» CHALLENGE
Arrange every line of the entries below as a Markdown table with two columns, Row for a running row number and Line for the line itself, skipping blank lines. Omit the pictures.

Segmentation data:
^^^^

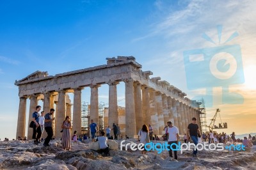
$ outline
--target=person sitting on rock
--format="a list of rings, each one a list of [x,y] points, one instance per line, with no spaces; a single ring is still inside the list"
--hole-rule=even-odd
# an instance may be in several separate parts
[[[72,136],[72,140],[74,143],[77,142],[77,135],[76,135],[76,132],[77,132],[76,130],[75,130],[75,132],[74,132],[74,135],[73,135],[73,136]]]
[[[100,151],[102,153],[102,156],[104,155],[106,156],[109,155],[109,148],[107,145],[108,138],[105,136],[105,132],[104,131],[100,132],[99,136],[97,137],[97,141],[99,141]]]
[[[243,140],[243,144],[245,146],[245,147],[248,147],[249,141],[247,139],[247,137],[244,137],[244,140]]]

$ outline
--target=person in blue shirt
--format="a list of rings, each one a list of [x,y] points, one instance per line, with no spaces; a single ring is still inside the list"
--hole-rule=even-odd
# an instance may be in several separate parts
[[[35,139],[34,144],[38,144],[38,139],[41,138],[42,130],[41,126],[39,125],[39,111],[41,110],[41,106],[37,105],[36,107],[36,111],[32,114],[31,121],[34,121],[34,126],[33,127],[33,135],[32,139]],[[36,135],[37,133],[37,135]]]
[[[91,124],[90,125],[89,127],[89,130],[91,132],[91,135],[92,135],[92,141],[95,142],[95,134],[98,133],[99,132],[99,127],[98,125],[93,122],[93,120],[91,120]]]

^^^^

» SOLUTION TO THE PROBLEM
| Row | Line |
|---|---|
| 1 | $ outline |
| 2 | --target=person sitting on rock |
| 3 | --format="a list of rings, each one a list of [x,y] points, one instance per line, with no spaces; a single ring is still inside the list" |
| 4 | --hole-rule=even-odd |
| 5 | # an instance may be in several separate parts |
| 6 | [[[72,136],[72,140],[74,143],[77,142],[77,135],[76,135],[76,132],[77,132],[76,130],[75,130],[75,132],[74,132],[74,135],[73,135],[73,136]]] |
| 7 | [[[100,151],[102,153],[102,156],[104,155],[106,156],[109,155],[109,148],[107,145],[108,138],[105,136],[105,132],[104,131],[100,132],[99,136],[97,137],[97,141],[99,141]]] |
| 8 | [[[243,140],[243,144],[245,146],[245,147],[248,147],[249,141],[247,139],[247,137],[244,137],[244,140]]] |
| 9 | $ outline |
| 10 | --target=person in blue shirt |
| 11 | --format="a list of rings, each one a list of [x,y] points, one instance per line, with no spaces; a single ring is still inside the list" |
| 12 | --hole-rule=even-odd |
| 13 | # an instance may be in several separate parts |
| 14 | [[[35,139],[34,144],[38,144],[38,139],[41,138],[42,130],[41,126],[39,125],[39,111],[41,110],[41,106],[37,105],[36,107],[36,111],[32,114],[31,121],[34,121],[34,126],[33,127],[33,135],[32,139]],[[36,135],[37,133],[37,135]]] |
| 15 | [[[91,124],[90,125],[89,127],[89,130],[91,132],[91,135],[92,135],[92,141],[95,142],[95,134],[98,133],[99,132],[99,127],[98,125],[93,122],[93,120],[91,120]]] |